Tasks and exercises
a. In the Actors Fund article, reproduce everything from "A Helping Hand" down to "crisis or transition.".
b. Pick up the Actors Fund article after its last sentence and continue it.

Source text
******

07/30/2009 05:12 am ET Updated Dec 06, 2017

A Helping Hand For Those Who Work In The Arts

Hollywood star Annette Bening came to town last week. She wasn't shooting a film, accepting an award or even performing on the Great White Way. She was in New York City to kick off a campaign to support the arts--more importantly, the people who work in the arts.

Annette is a co-chair of the capital campaign for something called the Actors Fund. Never heard of it? Well, the Actors Fund is an organization that helps all professionals in performing arts and entertainment providing social services and emergency assistance, health care, employment and training programs, and housing support for those who are in need, crisis or transition.

When I became involved as co-chair in the Actors Fund's campaign, along with Annette and award-winning Broadway producer Kevin McCollum, I believed that as both a New Yorker and a CEO in the travel and tourism industry--an industry that benefits from tourists who come visit our city to stay in a hotel, visit the cultural attractions, eat a terrific meal and see a Broadway show--I had a unique responsibility to assist the Actors Fund community in its fund-raising efforts and because I believed in who and what the Fund represents.

"This isn't about actors alone," said Bening, "It's about the producers, the stagehands, the grips, the lighting guys," she said. "The Actors Fund is about everyone."

From left to right: Jonathan Tisch, Annette Bening, Kevin McCollum. Photo Credit: The Actors Fund.

Annette Bening went on to talk about an industry "buddy" of hers working in a non-acting capacity who battled a dire illness this year. He needed temporary health care assistance and the Actors Fund was there. The actress's friend isn't alone: there's the 53-year-old TV writer/producer with HIV who couldn't work; the 47-year-old film editor diagnosed with breast cancer who had no health insurance; the Broadway dresser battling depression; an opera singer with early onset Alzheimer's; a 29-year-old musician and mom in crisis when her child needed surgery; the dancer in need of a hip replacement fearful that her condition would end her career; and the 75-year-old former Vaudeville performer who lost her home.

Despite its name, the Actors Fund has never limited its attention or support to just the actors we all know and recognize -- quite the opposite. In fact, it was Hollywood star George Clooney who made certain that a recent donation of his was inclusive of the crews, not just the actors of fame like himself. George was glad to know the Fund supports almost 11,000 people a year who work in theater, film, TV, music, dance, radio and opera. Simply put, it's a national human services organization.

So why launch in New York City?

******

Natural language descriptions of regions:
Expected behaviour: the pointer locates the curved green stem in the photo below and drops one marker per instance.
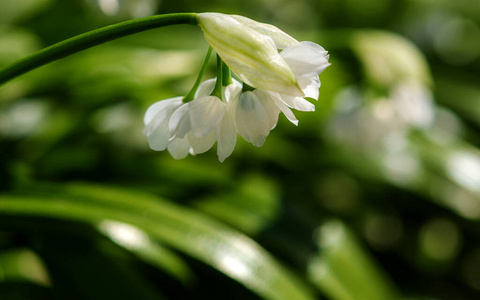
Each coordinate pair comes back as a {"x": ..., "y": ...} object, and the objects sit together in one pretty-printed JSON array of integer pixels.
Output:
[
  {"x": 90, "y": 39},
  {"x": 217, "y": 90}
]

******

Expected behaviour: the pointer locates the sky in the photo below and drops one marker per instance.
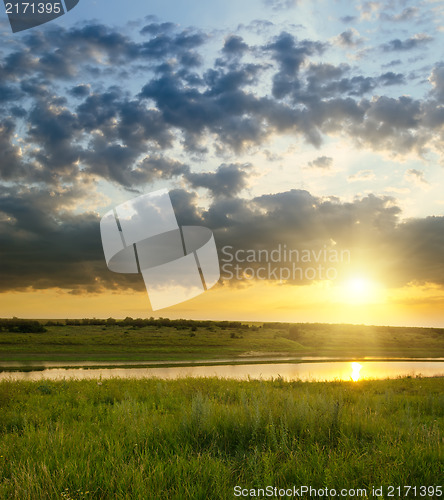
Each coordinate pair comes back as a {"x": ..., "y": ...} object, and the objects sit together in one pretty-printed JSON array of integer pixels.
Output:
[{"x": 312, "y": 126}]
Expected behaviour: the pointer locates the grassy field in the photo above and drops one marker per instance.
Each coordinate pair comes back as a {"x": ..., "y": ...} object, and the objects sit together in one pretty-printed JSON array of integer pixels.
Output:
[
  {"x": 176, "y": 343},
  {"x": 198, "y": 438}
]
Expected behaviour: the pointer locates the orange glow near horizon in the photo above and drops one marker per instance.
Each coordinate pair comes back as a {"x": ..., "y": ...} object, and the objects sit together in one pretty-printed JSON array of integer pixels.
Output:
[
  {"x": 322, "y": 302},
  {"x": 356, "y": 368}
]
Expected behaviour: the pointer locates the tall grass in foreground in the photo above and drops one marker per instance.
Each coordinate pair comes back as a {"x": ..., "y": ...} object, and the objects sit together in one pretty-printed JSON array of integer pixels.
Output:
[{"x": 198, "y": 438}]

******

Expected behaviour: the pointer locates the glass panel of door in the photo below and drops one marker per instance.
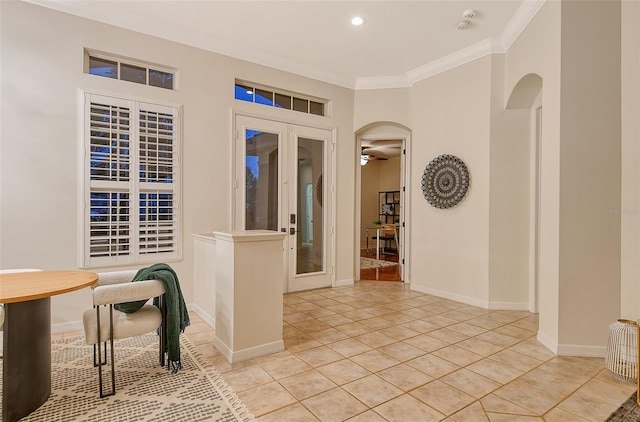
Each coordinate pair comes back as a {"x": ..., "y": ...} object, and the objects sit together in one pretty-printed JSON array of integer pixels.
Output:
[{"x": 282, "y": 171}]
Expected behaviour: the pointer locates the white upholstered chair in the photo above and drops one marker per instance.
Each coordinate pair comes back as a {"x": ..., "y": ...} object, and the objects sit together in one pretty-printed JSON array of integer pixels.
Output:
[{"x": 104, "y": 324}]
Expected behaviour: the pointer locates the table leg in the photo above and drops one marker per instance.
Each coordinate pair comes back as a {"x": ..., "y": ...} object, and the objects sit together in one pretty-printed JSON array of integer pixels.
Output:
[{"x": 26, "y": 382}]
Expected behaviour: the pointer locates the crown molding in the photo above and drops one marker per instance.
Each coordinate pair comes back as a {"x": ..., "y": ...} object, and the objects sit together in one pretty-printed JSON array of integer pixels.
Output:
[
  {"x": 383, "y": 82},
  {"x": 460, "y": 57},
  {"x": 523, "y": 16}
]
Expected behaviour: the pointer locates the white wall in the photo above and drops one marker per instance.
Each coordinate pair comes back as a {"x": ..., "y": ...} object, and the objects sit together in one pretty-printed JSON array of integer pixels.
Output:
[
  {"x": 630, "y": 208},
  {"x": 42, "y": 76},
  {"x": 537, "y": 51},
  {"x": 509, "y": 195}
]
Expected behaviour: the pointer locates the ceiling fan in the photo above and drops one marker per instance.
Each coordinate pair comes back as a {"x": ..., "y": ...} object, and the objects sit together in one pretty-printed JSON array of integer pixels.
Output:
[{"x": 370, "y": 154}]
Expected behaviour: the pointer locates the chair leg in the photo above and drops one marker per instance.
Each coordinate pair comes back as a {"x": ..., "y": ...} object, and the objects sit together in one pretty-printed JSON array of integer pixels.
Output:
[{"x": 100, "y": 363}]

******

Your written answers
a.
A Helping Hand For Those Who Work In The Arts

Hollywood star Annette Bening came to town last week. She wasn't shooting a film, accepting an award or even performing on the Great White Way. She was in New York City to kick off a campaign to support the arts--more importantly, the people who work in the arts.

Annette is a co-chair of the capital campaign for something called the Actors Fund. Never heard of it? Well, the Actors Fund is an organization that helps all professionals in performing arts and entertainment providing social services and emergency assistance, health care, employment and training programs, and housing support for those who are in need, crisis or transition.

b.
New York City has always been a destination of choice for international and domestic tourists here to appreciate the arts and enjoy our many cultural attractions. Even President Obama and First Lady Michelle Obama come to New York City to take in a show. Broadway was well represented at the launch cocktail reception: stars like Lynn Redgrave, Bebe Neuwirth, Mike Nichols, John Goodman, Brian D'arcy James, Angela Lansbury, B.D. Wong and Brian Stokes Mitchell gathered to support the Fund (and also gave the Loews Regency Hotel the look of a Tony Awards' pre-party.) But New York City is not only our nation's theater capital, it is also a place with a robust television and film production industry.

In the five boroughs, there are over 40,000 location shoots annually including commercials, feature films, television shows and series, music videos, documentaries. This accounts for $5 billion in revenue and entertainment production employment of approximately 100,000 people. Further, a recent study from the Off Broadway Alliance pointed out that even Off Broadway business generated a citywide economic impact of $461.3 million during the 2007-08 season. As the City becomes more acutely aware of the shortfalls of relying on one industry for its financial well being, the importance of arts and entertainment to our economy (as well as our psyche) is becoming more apparent.

At a time when people in our communities are in greater need, the Fund's goal is to raise $12.5 million dollars over the next 18 months to strengthen and increase its services. The good news is $7.4 million has been raised already. The better news is that when the goal of $12.5 million is reached, more and more young people can confidently venture into the performing arts knowing that after its 127 years of tradition, the Actors Fund is still coming together to support them.

One of those aspiring young people was with me at the reception. My son has had a passion for theater and the arts since a very young age so it was wonderful for us to be there together. That night, in speaking with the men and women who earn a living in the industry, he was reminded of two important lessons: there is no substitution for hard work and that within every community there is responsibility -- probably the best lesson the Actors Fund could have taught him -- and all of us.